[start]

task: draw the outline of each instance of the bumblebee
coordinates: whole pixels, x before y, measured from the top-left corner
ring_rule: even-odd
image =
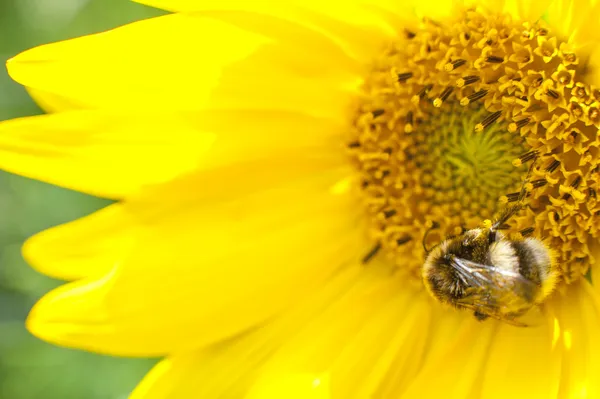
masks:
[[[550,249],[531,237],[512,239],[499,231],[521,205],[507,208],[495,223],[447,238],[422,268],[428,291],[442,303],[513,325],[546,299],[558,279]]]

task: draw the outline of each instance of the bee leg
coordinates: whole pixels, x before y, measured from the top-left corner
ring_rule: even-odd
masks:
[[[479,321],[484,321],[485,319],[487,319],[488,317],[490,317],[490,316],[488,316],[488,315],[486,315],[484,313],[479,312],[478,310],[476,310],[476,311],[473,312],[473,316],[475,316],[475,318],[477,320],[479,320]]]

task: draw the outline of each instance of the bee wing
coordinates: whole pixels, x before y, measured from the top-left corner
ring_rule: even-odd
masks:
[[[515,302],[530,303],[538,287],[521,274],[453,257],[450,265],[458,278],[469,288],[458,304],[490,316],[504,314]],[[518,310],[518,307],[517,307]]]

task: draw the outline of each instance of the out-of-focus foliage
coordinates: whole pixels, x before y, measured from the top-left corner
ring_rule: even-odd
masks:
[[[0,0],[0,61],[27,48],[158,15],[128,0]],[[41,111],[0,73],[0,120]],[[63,349],[32,337],[28,310],[60,282],[25,264],[28,236],[88,214],[106,201],[0,172],[0,399],[126,398],[152,366]]]

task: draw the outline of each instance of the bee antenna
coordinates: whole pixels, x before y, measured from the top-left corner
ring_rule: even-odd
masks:
[[[491,231],[499,230],[500,226],[504,225],[511,217],[513,217],[517,212],[519,212],[525,206],[525,198],[529,192],[527,191],[527,183],[529,182],[529,178],[531,177],[531,173],[533,172],[533,168],[535,167],[537,161],[537,155],[533,158],[533,162],[529,166],[529,170],[527,171],[527,176],[523,180],[523,184],[521,184],[521,190],[519,191],[519,196],[517,197],[517,203],[512,206],[507,206],[502,214],[498,218],[498,220],[490,227]]]
[[[429,232],[430,232],[431,230],[433,230],[433,229],[437,229],[438,227],[440,227],[439,223],[438,223],[438,222],[433,222],[433,223],[431,224],[431,227],[429,227],[429,228],[427,229],[427,231],[425,231],[425,234],[423,234],[423,241],[422,241],[422,244],[423,244],[423,249],[425,250],[425,253],[426,253],[426,254],[428,254],[429,252],[431,252],[431,250],[432,250],[433,248],[435,248],[435,247],[436,247],[436,245],[437,245],[437,244],[436,244],[436,245],[434,245],[433,247],[431,247],[431,248],[427,249],[427,245],[425,244],[425,241],[427,241],[427,236],[429,235]]]

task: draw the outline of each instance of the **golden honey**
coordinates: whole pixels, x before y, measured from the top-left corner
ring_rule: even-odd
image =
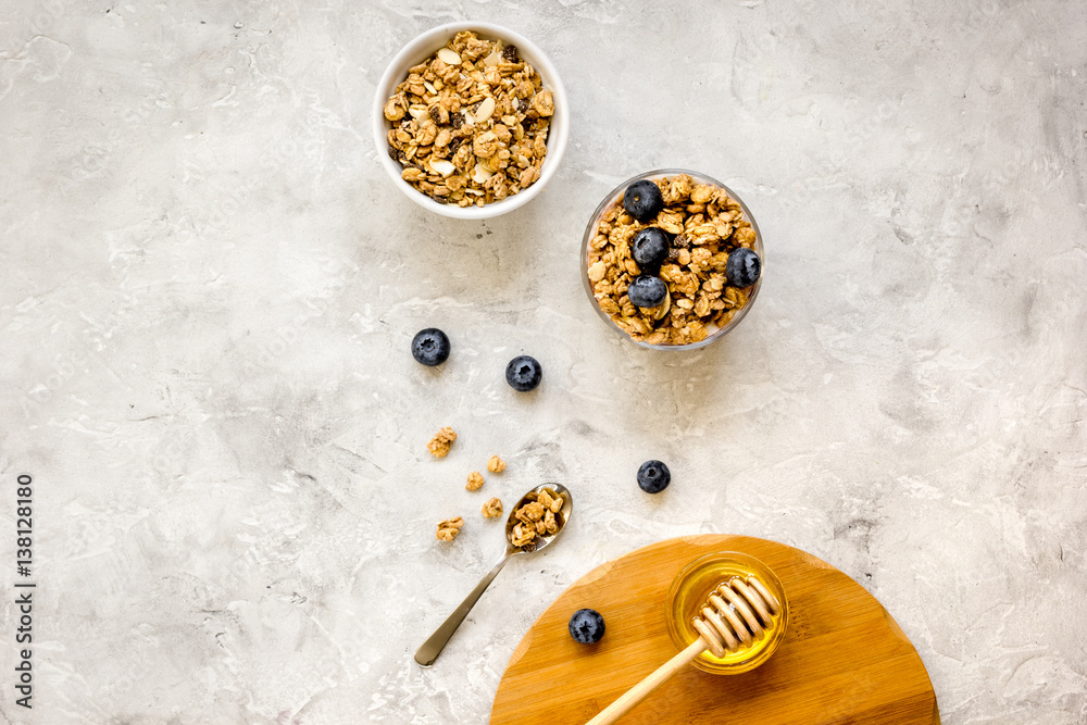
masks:
[[[766,661],[782,639],[789,622],[789,604],[780,580],[761,561],[736,551],[721,551],[707,554],[684,567],[672,583],[665,604],[669,615],[669,635],[677,649],[685,649],[698,639],[691,622],[699,615],[710,593],[717,586],[734,577],[747,579],[754,576],[765,585],[780,602],[780,611],[772,617],[765,634],[755,637],[749,647],[740,647],[736,652],[727,652],[716,658],[709,650],[702,652],[691,664],[714,674],[739,674],[758,667]]]

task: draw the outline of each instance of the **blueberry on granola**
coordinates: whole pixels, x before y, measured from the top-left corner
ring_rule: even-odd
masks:
[[[570,617],[570,636],[583,645],[599,642],[604,636],[604,618],[595,609],[579,609]]]
[[[759,282],[760,274],[762,274],[762,260],[747,247],[739,247],[728,255],[725,276],[732,287],[750,287]]]
[[[635,182],[623,193],[623,209],[639,222],[648,222],[664,209],[664,197],[652,182]]]
[[[449,338],[437,327],[421,329],[412,338],[411,355],[429,367],[440,365],[449,358]]]
[[[669,286],[660,277],[644,274],[635,277],[626,289],[626,296],[630,298],[630,304],[636,307],[657,308],[669,296]]]
[[[536,388],[544,378],[544,368],[536,358],[517,355],[505,366],[505,382],[520,392],[528,392]]]
[[[642,270],[655,270],[669,257],[669,235],[664,229],[649,226],[634,235],[630,255]]]
[[[638,468],[638,487],[647,493],[660,493],[672,483],[672,472],[660,461],[646,461]]]

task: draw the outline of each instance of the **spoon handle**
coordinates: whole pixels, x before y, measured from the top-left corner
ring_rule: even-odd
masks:
[[[449,638],[453,636],[454,632],[457,632],[457,627],[461,626],[461,622],[463,622],[464,617],[472,611],[476,601],[478,601],[483,592],[487,590],[487,587],[490,586],[490,583],[495,580],[495,577],[498,576],[498,573],[502,571],[502,567],[505,566],[505,562],[509,560],[510,554],[504,554],[500,560],[498,560],[495,567],[490,570],[487,576],[483,577],[479,584],[476,585],[476,588],[464,598],[461,605],[454,609],[453,613],[446,617],[446,621],[434,630],[434,634],[430,635],[425,642],[423,642],[423,646],[415,652],[416,663],[423,667],[429,667],[434,664],[434,661],[438,659],[439,654],[441,654],[441,650],[445,649]]]

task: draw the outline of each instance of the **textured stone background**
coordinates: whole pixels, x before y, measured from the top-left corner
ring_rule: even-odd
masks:
[[[5,721],[484,722],[566,585],[720,532],[879,598],[946,723],[1087,722],[1083,3],[0,11],[0,475],[35,477],[39,583],[36,708],[5,630]],[[391,55],[462,18],[535,39],[572,104],[559,175],[486,223],[416,208],[370,133]],[[597,201],[661,166],[765,235],[755,308],[702,352],[635,349],[580,286]],[[435,371],[408,353],[429,325]],[[504,477],[465,491],[492,452]],[[571,530],[416,667],[502,549],[483,495],[548,479]]]

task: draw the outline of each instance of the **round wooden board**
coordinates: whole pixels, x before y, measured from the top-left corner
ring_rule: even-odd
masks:
[[[664,600],[689,562],[741,551],[774,570],[789,598],[778,650],[742,675],[686,667],[621,723],[864,723],[938,725],[921,658],[890,614],[859,584],[783,543],[746,536],[692,536],[638,549],[592,570],[533,625],[505,667],[490,722],[585,723],[676,653]],[[597,645],[566,630],[590,607],[607,625]]]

[end]

**Exercise goal:**
Reproduce all of the entries above, changing "whole pixels" to "integer pixels" wherever it occurs and leaving every other line unchanged. Omit the pictures from the output.

**Task response:**
task: draw the outline of each instance of the bumblebee
coordinates: integer pixels, x before y, measured from the top-left corner
ring_rule: even-odd
image =
masks:
[[[550,249],[531,237],[512,239],[499,231],[521,205],[507,208],[495,223],[447,238],[422,268],[428,291],[442,303],[513,325],[546,299],[558,279]]]

task: draw the outline of each instance of the bee leg
coordinates: integer pixels, x before y, measured from the top-left corner
ring_rule: even-odd
masks:
[[[479,321],[484,321],[485,319],[487,319],[488,317],[490,317],[490,316],[488,316],[488,315],[486,315],[484,313],[479,312],[478,310],[476,310],[476,311],[473,312],[473,316],[475,316],[475,318],[477,320],[479,320]]]

task: draw the outline of each instance of the bee wing
coordinates: integer pixels, x before y, measured from the top-left corner
ring_rule: even-odd
masks:
[[[515,302],[530,303],[538,287],[521,274],[453,257],[450,265],[458,278],[469,288],[458,304],[490,316],[504,314]],[[518,310],[518,307],[517,307]]]

task: draw the outline of each instance of the out-of-focus foliage
coordinates: integer pixels, x before y, measured from the top-left corner
ring_rule: even-odd
masks:
[[[0,0],[0,61],[27,48],[158,15],[128,0]],[[41,111],[0,73],[0,120]],[[63,349],[32,337],[28,310],[60,282],[25,264],[28,236],[88,214],[106,201],[0,172],[0,399],[126,398],[152,366]]]

task: draw the outline of each instance of the bee antenna
coordinates: integer pixels, x before y, measured from the top-left corner
ring_rule: even-odd
masks:
[[[491,231],[499,230],[500,226],[504,225],[511,217],[513,217],[517,212],[519,212],[525,206],[525,198],[529,192],[527,191],[527,183],[529,182],[529,178],[531,177],[531,173],[533,172],[533,168],[535,167],[537,161],[537,155],[533,158],[533,162],[529,166],[529,170],[527,171],[527,176],[523,180],[523,184],[521,184],[521,190],[519,191],[519,196],[517,197],[517,203],[512,206],[507,206],[502,214],[498,218],[498,220],[490,227]]]
[[[429,232],[430,232],[431,230],[433,230],[433,229],[437,229],[438,227],[440,227],[439,223],[438,223],[438,222],[433,222],[433,223],[431,224],[431,227],[429,227],[429,228],[427,229],[427,231],[425,231],[425,234],[423,234],[423,241],[422,241],[422,244],[423,244],[423,249],[425,250],[425,253],[426,253],[426,254],[428,254],[429,252],[431,252],[431,250],[432,250],[433,248],[435,248],[435,247],[436,247],[436,245],[437,245],[437,244],[436,244],[436,245],[434,245],[433,247],[431,247],[431,248],[427,249],[427,245],[425,244],[425,241],[427,241],[427,236],[429,235]]]

task: draw the outline of each instance of the **golden honey**
coordinates: integer pixels, x before y, measured from the top-left corner
ring_rule: even-odd
image =
masks:
[[[766,661],[782,639],[789,622],[789,604],[780,580],[761,561],[736,551],[721,551],[707,554],[684,567],[672,583],[665,604],[669,615],[669,635],[677,649],[685,649],[698,639],[691,622],[699,615],[710,593],[717,586],[734,577],[747,579],[754,576],[765,585],[780,602],[780,611],[772,617],[765,634],[755,637],[749,647],[740,647],[736,652],[727,652],[716,658],[709,650],[702,652],[691,664],[714,674],[739,674],[758,667]]]

task: draw the outline of each instance of the **blueberry on granola**
coordinates: integer pixels, x before y, measured from the top-left corner
ring_rule: even-odd
masks:
[[[570,617],[570,636],[583,645],[599,642],[604,636],[604,618],[595,609],[579,609]]]
[[[759,282],[760,274],[762,274],[762,260],[747,247],[739,247],[728,255],[725,276],[732,287],[750,287]]]
[[[635,182],[623,193],[623,209],[639,222],[648,222],[664,209],[664,197],[652,182]]]
[[[449,338],[437,327],[421,329],[412,338],[411,355],[429,367],[440,365],[449,358]]]
[[[669,286],[660,277],[644,274],[635,277],[626,289],[626,296],[630,298],[630,304],[636,307],[657,308],[669,296]]]
[[[536,388],[544,378],[544,368],[536,358],[517,355],[505,366],[505,382],[520,392],[528,392]]]
[[[642,270],[655,270],[669,257],[669,235],[664,229],[649,226],[634,235],[630,255]]]
[[[638,468],[638,487],[647,493],[660,493],[672,483],[672,472],[660,461],[646,461]]]

task: draw the outline of each instance of the **spoon handle**
coordinates: integer pixels, x before y, measured from the top-left corner
ring_rule: even-odd
masks:
[[[449,638],[453,636],[454,632],[457,632],[457,627],[461,626],[461,622],[463,622],[464,617],[472,611],[476,601],[478,601],[483,592],[487,590],[487,587],[490,586],[490,583],[495,580],[495,577],[498,576],[498,573],[502,571],[502,567],[505,566],[505,562],[509,560],[510,554],[504,554],[500,560],[498,560],[495,567],[490,570],[487,576],[483,577],[479,584],[476,585],[476,588],[464,598],[461,605],[454,609],[453,613],[446,617],[446,621],[434,630],[434,634],[430,635],[425,642],[423,642],[423,646],[415,652],[416,663],[423,667],[429,667],[434,664],[434,661],[438,659],[439,654],[441,654],[441,650],[445,649]]]

task: draw the outline of each instance of the **textured stone background**
coordinates: integer pixels, x before y, measured from the top-left corner
ring_rule: even-odd
masks:
[[[5,721],[484,722],[566,585],[720,532],[879,598],[946,723],[1087,722],[1083,3],[0,11],[0,475],[35,477],[39,583],[36,708],[5,630]],[[391,55],[462,18],[535,39],[572,104],[559,175],[486,223],[416,208],[370,133]],[[597,201],[661,166],[765,235],[755,308],[702,352],[635,349],[580,286]],[[435,371],[408,353],[429,325]],[[504,477],[465,491],[492,452]],[[571,530],[416,667],[502,549],[483,495],[548,479]]]

task: draw the outline of each instance of the **round wooden board**
coordinates: integer pixels, x before y, measured from the top-left corner
ring_rule: even-odd
masks:
[[[664,600],[689,562],[741,551],[774,570],[789,598],[778,650],[742,675],[686,667],[621,723],[864,723],[938,725],[921,658],[890,614],[859,584],[783,543],[746,536],[692,536],[638,549],[592,570],[533,625],[505,667],[490,722],[585,723],[676,653]],[[597,645],[566,630],[590,607],[607,625]]]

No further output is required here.